Ausgewählte Textpassage –

/---

Einige Verlage haben zu Spitzentiteln (sogar bei Klassikern!) extra
Broschüren produziert, um den Buchhandel einzustimmen.
Seit etwa zwei Jahren läuft die Gastland-Vorbereitungsmaschinerie auf
Hochtouren. Verlegerreisen in die Niederlande und nach Flandern wurden
organisiert, und natürlich reisten auch niederländische
Verlegerdelegationen nach Deutschland – mehr an Begegnungen unter Kollegen
der herausgebenden Zunft ist kaum denkbar. Es folgten diverse Pressereisen.
Workshops aller Art fanden statt, zahlreiche für Übersetzer, deren
Auslastungsgrad in den vergangenen Jahren lässt sich denken. Und natürlich
wurde auch an eine Kampagne für den deutschen Buchhandel gedacht.
Für viele junge Autoren kommt „F16“ wie gerufen: Schriftsteller aus Lände…
mit sogenannten kleinen Sprachen sind darauf angewiesen, durch Länder mit
„großen Sprachen“ entdeckt zu werden und so vielleicht den Weg in die
internationale Literaturarena zu finden. „In Holland bin ich weltberühmt“,
hat der 2010 verstorbene Autor Harry Mulisch, einer der „Großen drei“ der
niederländischen Nachkriegsliteratur (neben W. F. Hermans und Gerard Reve),
einmal gewitzelt; für ihn traf das zwar explizit nicht (mehr) zu, aber in
einem Land, wo pro Jahr 15.000 bis 16.000 neue Titel um die Aufmerksamkeit
des Publikums (knapp 17 Millionen Einwohner in den Niederlanden, etwa 6
Millionen in Flandern) buhlen, sich aber kaum mehr als 400.000 Exemplare
eines Bestsellers verkaufen lassen, tut man gut daran, sich auch außerhalb
der Grenzen auf dem Markt umzusehen.
Maarten Asscher, heute Geschäftsführer der literarischen Buchhandlung von
Amsterdam, Athenaeum (in diesem Jahr 50 Jahre alt geworden), muss es
wissen, denn er hat auch 18 Jahre als Verleger bei Meulenhoff gearbeitet
und einige Jahre im Kulturministerium. Als literarischer Buchhändler lässt
es sich in den Niederlanden gut leben, findet er.
## Amazon ist kein Konkurrent
Die Zeiten von großen Buchhandelsketten mit 4.000 Quadratmeter
Verkaufsfläche seien vorbei – es lebe der Mittelstand! Konkurrenzdruck von
Amazon gibt es nicht: Das Unternehmen ist erst 2014 in den Niederlanden
gestartet und vertreibt da bislang nur E-Books. Die aber insgesamt – so
viel noch zur Branche in unserem Nachbarland – mit weniger als 4 Prozent
Marktanteil in der Branche keine große Rolle spielen: Der Niederländer
hat’s gern gedruckt und liebevoll gestaltet – und er geht gern und oft in
seine Buchhandlungen.
1993 waren die Niederlande schon einmal Gastland der Frankfurter Buchmesse.
Das war zu Zeiten, als heutige Bestseller-Autorinnen wie Connie Palmen oder
Margriet de Moor an den Start gingen – sie sind durch dieses Frankfurter
Messe-Schwerpunktthema auch schnell in Deutschland bekannt geworden.

\---

Erfasste Daten –
/---

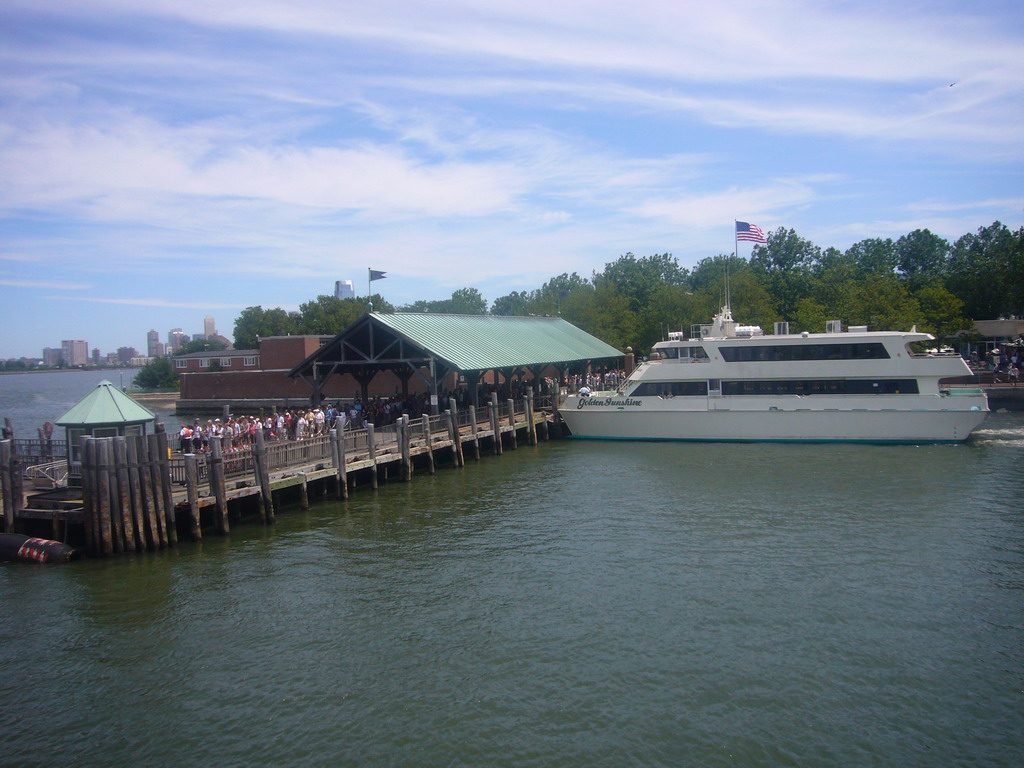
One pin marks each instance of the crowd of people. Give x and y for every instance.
(298, 424)
(1007, 363)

\---

Aufgabenstellung –
Führen Sie den Text über die Niederlande als Gastland der Frankfurter Buchmesse im Anschluss an seinen letzten Satz weiter. Die Auflistung ist eigenständiges Material für sich.

Antwort –
Diesmal liegt die Sache mit dem Schwerpunkt etwas anders: Niederländer und
Flamen gestalten den Gastlandauftritt gemeinsam. Man muss kein Insider
sein, um zu wissen, dass beide Länder einander – um es höflich zu
formulieren – nicht sonderlich herzlich zugetan sind. Der Autor Marc
Reugebrink, gebürtiger Niederländer, aber seit Jahren in Brüssel lebend,
sagt es so: „Die Holländer wissen nicht, was die Belgier überhaupt tun, und
letztlich ist es ihnen auch wurscht.“
## Gegenseitige Ignoranz
Diese (allerdings gegenseitige) Ignoranz freilich hat ernste kulturelle
Auswirkungen: 90 Prozent der flämischen Literatur aus flämischen Verlagen,
sagt Reugebrink, kommt erst gar nicht über die niederländische Grenze –
weshalb zahlreiche flämische Autoren hauptsächlich in niederländischen
Verlagen publizieren, weil der flämische Markt allein viel zu klein ist,
dass man als Autor davon seine Existenz bestreiten könnte. Und umgedreht
ist es genauso.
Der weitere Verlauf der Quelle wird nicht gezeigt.